Exercise aim: Render the material as a numbered list, starting at its first line and ending with the line that contains "[[[172,220],[176,218],[176,184],[172,183]]]". Skip blank lines and leave the pictures out.

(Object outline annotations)

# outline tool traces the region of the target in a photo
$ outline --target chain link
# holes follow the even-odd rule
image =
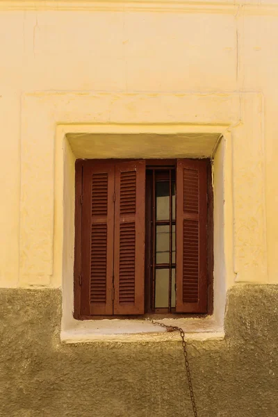
[[[161,323],[159,322],[152,320],[151,318],[147,318],[147,320],[148,321],[150,321],[151,322],[152,322],[153,325],[158,325],[158,326],[161,326],[161,327],[164,327],[165,329],[166,329],[167,332],[176,332],[176,331],[179,332],[179,334],[181,335],[181,338],[182,347],[183,347],[183,350],[184,362],[186,364],[186,376],[187,376],[187,380],[188,382],[189,393],[190,395],[192,408],[193,409],[194,417],[198,417],[198,414],[197,413],[195,399],[194,397],[193,386],[192,384],[192,380],[191,380],[190,368],[189,367],[188,357],[188,352],[187,352],[187,344],[186,344],[186,341],[185,339],[183,330],[182,329],[181,329],[181,327],[177,327],[177,326],[169,326],[167,325],[165,325],[164,323]]]

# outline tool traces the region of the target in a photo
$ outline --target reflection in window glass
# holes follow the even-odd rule
[[[169,302],[169,269],[156,269],[155,308],[167,307]]]
[[[156,226],[156,263],[170,262],[170,226]],[[172,226],[172,263],[176,262],[176,227]]]
[[[156,226],[156,263],[169,263],[170,226]]]
[[[171,307],[176,306],[176,270],[172,269],[172,282],[171,282]]]
[[[172,220],[176,218],[176,184],[172,183]]]

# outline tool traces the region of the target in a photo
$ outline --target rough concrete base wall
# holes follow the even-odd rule
[[[193,416],[179,342],[62,345],[59,290],[0,290],[0,416]],[[278,286],[229,293],[224,341],[188,347],[199,417],[278,415]]]

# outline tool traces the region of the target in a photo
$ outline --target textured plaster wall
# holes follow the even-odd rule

Solution to the exercise:
1. # outline tool traces the region of the target in a photo
2. $ outline --target chain link
3. # holes follow the even-odd rule
4. image =
5. [[[161,323],[159,322],[152,320],[151,318],[147,318],[147,320],[148,321],[150,321],[151,322],[152,322],[153,325],[158,325],[158,326],[161,326],[161,327],[164,327],[165,329],[166,329],[167,332],[176,332],[176,331],[179,332],[179,334],[181,335],[181,338],[182,347],[183,347],[183,350],[184,362],[186,364],[186,376],[187,376],[187,380],[188,382],[189,393],[190,395],[192,408],[193,409],[194,417],[198,417],[198,414],[197,413],[195,399],[194,397],[193,386],[192,384],[192,380],[191,380],[190,368],[189,367],[188,357],[188,352],[187,352],[187,344],[186,344],[186,341],[185,339],[183,330],[182,329],[181,329],[181,327],[177,327],[177,326],[169,326],[167,325],[165,325],[164,323]]]
6. # outline tool traces the region of the target in a photo
7. $ outline --target reflection in window glass
8. # holes follow the even-odd rule
9. [[[169,302],[169,269],[156,269],[155,308],[167,307]]]
10. [[[156,226],[156,263],[170,262],[170,226]],[[172,226],[172,263],[176,262],[176,227]]]
11. [[[156,226],[156,263],[169,263],[170,226]]]
12. [[[171,307],[176,306],[176,270],[172,269],[172,282],[171,282]]]
13. [[[172,220],[176,218],[176,184],[172,183]]]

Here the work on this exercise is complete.